> Provided data:
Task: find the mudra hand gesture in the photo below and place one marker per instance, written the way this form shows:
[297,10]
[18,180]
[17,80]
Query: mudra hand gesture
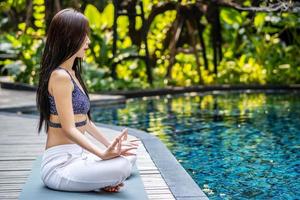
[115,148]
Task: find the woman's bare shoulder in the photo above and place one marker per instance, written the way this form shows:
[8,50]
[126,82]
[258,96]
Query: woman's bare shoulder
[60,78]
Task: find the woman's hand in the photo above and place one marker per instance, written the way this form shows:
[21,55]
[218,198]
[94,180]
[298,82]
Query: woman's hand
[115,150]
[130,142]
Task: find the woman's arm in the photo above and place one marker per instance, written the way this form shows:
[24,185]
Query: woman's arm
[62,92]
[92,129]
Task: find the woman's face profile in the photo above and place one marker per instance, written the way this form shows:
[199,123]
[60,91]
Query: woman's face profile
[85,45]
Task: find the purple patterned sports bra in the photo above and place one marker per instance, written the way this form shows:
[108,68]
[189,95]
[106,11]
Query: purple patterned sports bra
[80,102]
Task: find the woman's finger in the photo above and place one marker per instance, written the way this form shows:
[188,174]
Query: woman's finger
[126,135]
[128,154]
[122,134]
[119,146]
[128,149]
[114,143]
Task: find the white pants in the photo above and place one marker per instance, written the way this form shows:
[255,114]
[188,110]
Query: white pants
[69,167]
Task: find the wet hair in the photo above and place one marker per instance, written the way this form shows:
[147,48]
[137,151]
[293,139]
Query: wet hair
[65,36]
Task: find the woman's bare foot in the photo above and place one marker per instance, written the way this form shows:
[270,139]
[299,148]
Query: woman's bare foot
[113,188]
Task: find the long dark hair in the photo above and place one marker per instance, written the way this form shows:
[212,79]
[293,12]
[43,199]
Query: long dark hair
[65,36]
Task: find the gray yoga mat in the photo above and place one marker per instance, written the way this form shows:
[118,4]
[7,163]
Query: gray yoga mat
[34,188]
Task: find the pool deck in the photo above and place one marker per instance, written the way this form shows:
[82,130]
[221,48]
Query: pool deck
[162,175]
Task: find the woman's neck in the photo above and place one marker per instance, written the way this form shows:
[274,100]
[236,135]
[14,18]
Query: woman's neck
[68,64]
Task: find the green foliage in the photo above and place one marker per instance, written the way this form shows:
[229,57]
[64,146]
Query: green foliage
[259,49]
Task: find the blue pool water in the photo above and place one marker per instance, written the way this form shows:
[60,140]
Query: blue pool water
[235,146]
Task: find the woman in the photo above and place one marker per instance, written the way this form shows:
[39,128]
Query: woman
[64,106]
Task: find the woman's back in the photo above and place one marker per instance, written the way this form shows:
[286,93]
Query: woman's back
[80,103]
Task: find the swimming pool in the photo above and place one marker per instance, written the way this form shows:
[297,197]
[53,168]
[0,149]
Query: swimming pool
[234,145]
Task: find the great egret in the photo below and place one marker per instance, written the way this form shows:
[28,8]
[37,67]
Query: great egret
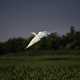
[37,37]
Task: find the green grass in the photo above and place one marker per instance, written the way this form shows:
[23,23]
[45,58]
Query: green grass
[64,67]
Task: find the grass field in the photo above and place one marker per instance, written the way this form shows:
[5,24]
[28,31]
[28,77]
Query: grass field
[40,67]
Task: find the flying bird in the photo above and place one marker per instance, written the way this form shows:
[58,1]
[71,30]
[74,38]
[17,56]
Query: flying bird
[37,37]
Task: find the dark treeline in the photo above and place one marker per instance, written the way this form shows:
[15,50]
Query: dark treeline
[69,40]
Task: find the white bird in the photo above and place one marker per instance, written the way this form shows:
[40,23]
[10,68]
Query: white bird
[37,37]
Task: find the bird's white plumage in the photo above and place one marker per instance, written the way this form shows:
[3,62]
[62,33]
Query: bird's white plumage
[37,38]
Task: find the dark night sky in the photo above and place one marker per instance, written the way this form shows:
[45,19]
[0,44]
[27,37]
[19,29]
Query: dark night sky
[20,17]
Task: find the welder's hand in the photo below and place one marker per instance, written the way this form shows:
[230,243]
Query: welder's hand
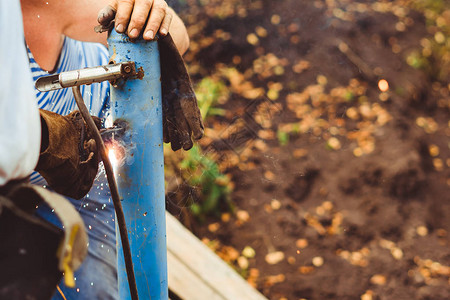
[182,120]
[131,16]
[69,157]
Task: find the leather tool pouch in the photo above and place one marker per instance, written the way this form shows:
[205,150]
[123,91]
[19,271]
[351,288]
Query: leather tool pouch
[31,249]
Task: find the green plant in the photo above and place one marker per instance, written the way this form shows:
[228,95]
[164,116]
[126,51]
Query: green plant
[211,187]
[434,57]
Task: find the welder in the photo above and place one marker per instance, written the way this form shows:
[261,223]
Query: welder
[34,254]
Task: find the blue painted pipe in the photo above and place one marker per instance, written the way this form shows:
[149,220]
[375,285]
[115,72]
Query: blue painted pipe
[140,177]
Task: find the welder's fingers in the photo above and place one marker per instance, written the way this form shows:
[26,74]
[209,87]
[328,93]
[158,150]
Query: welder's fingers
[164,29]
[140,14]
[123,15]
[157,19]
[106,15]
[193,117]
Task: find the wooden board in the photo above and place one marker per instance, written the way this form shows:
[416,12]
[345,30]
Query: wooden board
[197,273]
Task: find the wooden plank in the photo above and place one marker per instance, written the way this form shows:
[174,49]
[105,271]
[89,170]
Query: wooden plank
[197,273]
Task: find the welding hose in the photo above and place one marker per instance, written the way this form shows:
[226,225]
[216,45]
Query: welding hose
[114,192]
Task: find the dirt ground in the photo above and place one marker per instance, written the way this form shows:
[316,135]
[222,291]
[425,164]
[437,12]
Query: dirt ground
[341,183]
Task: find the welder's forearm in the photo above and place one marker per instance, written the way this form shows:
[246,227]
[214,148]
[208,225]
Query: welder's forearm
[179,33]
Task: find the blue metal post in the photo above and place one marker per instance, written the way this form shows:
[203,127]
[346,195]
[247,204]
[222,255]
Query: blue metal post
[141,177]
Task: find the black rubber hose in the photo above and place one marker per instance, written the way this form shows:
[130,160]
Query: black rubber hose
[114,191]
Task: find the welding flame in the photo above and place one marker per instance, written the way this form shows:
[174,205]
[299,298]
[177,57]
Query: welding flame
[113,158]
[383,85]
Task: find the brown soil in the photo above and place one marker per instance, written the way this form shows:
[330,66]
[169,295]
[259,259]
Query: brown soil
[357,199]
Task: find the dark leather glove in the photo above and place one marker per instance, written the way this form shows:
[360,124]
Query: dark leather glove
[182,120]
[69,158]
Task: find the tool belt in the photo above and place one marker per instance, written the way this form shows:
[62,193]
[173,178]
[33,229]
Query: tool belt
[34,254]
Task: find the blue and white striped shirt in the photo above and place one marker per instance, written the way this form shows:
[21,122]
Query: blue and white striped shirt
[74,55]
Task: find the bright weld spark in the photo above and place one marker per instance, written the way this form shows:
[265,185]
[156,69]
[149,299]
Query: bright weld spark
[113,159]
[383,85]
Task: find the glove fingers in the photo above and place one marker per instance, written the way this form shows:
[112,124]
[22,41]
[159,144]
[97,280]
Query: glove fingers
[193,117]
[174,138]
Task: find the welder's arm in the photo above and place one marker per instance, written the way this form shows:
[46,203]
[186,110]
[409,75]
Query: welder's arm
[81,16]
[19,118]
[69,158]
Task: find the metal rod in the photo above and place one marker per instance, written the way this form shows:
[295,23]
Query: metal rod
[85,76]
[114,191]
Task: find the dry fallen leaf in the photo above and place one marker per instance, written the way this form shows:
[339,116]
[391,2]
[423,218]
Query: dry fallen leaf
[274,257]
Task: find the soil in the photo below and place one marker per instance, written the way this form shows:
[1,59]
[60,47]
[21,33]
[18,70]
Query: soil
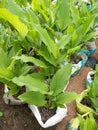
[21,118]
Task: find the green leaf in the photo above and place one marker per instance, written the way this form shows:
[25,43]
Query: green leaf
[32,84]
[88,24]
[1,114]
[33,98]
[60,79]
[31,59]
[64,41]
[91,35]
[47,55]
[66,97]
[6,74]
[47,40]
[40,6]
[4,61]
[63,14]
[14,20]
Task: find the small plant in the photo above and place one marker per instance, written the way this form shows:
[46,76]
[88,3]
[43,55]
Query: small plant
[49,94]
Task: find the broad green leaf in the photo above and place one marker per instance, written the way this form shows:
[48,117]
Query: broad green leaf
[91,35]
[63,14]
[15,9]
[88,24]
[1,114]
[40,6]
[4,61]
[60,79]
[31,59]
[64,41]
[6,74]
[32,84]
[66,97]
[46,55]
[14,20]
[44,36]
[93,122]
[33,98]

> Problem description: Only the count is wanted: report how many lines of the material above hold the word "below".

> Result of this exercise: 4